REQUIREMENT: Copy every one of the records below word for word, leaving out the pictures.
— START OF INPUT MATERIAL —
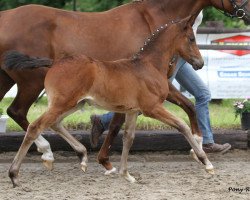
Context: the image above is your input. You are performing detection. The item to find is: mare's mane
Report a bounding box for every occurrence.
[131,21,180,61]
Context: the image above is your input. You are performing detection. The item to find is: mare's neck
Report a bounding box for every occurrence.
[141,0,233,32]
[132,25,177,74]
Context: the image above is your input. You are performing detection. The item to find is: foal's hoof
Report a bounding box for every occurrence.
[206,169,215,175]
[10,176,21,188]
[43,160,54,171]
[81,162,87,173]
[104,167,117,176]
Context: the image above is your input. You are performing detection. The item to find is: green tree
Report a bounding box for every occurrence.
[203,8,245,28]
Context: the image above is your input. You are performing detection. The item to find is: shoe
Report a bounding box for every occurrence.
[90,115,105,148]
[203,143,231,154]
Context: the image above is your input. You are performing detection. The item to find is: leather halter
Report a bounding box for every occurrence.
— END OF INPUT MATERIAL —
THE SOLUTION:
Context: the image above is your input. You are performing detection. The item to find is: mare's mane
Report a bounding box for every occurrence.
[131,21,180,61]
Context: the image above is your input. You are performing detection. The item to find is: mare's neck
Report a bounding box for every occurrence.
[141,0,233,32]
[132,25,177,74]
Context: the image above is your input. You are performing detection. The item to find is: foal's hoof
Report a bounding box for every occurrence.
[206,169,215,175]
[10,176,21,188]
[43,160,54,171]
[81,162,87,173]
[104,167,117,176]
Context: the image above is your input. You are performing detection. The item to find is: green tree
Report a bounding box for every occurrence.
[203,8,245,28]
Context: the image above is your input. You are performing detection. The item to find is: shoe
Report a bounding box for every occurrence.
[90,115,105,148]
[203,143,231,154]
Context: the image above is your input. You are performing detection. The item to find is: leather halter
Report a bounding box for every occurrence.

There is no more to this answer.